[Source data]
** start **

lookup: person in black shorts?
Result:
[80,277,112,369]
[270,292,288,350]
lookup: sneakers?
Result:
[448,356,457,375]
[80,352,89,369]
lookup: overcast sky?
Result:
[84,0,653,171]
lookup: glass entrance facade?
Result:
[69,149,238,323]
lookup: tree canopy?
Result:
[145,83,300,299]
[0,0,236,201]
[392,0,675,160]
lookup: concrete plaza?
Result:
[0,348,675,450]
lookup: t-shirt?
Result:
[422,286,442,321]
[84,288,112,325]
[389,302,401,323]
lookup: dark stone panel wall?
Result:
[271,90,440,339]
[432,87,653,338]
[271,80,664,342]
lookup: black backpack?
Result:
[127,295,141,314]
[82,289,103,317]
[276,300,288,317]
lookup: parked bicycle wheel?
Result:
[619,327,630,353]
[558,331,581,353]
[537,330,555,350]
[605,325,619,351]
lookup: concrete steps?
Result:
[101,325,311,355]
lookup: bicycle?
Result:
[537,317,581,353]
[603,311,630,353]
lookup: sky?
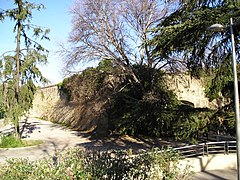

** end **

GIVEN INSTRUCTION |
Put every line of the entries above into a numbered list, skipping blank lines and leaving out the pictures.

TASK ANSWER |
1. lookup: person in black shorts?
2. Result:
3. [80,277,112,369]
4. [270,292,288,350]
5. lookup: sneakers?
6. Result:
7. [448,356,457,375]
8. [80,352,89,369]
9. lookup: overcast sky?
10. Result:
11. [84,0,653,171]
12. lookup: glass entrance facade?
13. Result:
14. [69,149,238,323]
15. lookup: tree canopy?
16. Result:
17. [145,83,300,299]
18. [0,0,236,201]
19. [392,0,675,160]
20. lookup: concrete plaza?
21. Result:
22. [0,348,675,450]
23. lookup: t-shirt?
24. Result:
25. [422,286,442,321]
26. [84,288,112,325]
27. [389,302,401,323]
28. lookup: dark stone panel wall?
29. Result:
30. [271,90,440,339]
31. [432,87,653,338]
32. [271,80,664,342]
33. lookup: black backpack?
34. Result:
35. [127,295,141,314]
36. [82,289,103,317]
37. [276,300,288,317]
38. lookup: parked bicycle wheel?
39. Result:
40. [619,327,630,353]
41. [558,331,581,353]
42. [537,330,555,350]
43. [605,325,619,351]
44. lookup: concrete steps?
45. Result:
46. [101,325,311,355]
47. lookup: bicycle?
48. Result:
49. [537,317,581,353]
50. [603,311,630,353]
51. lookup: sky?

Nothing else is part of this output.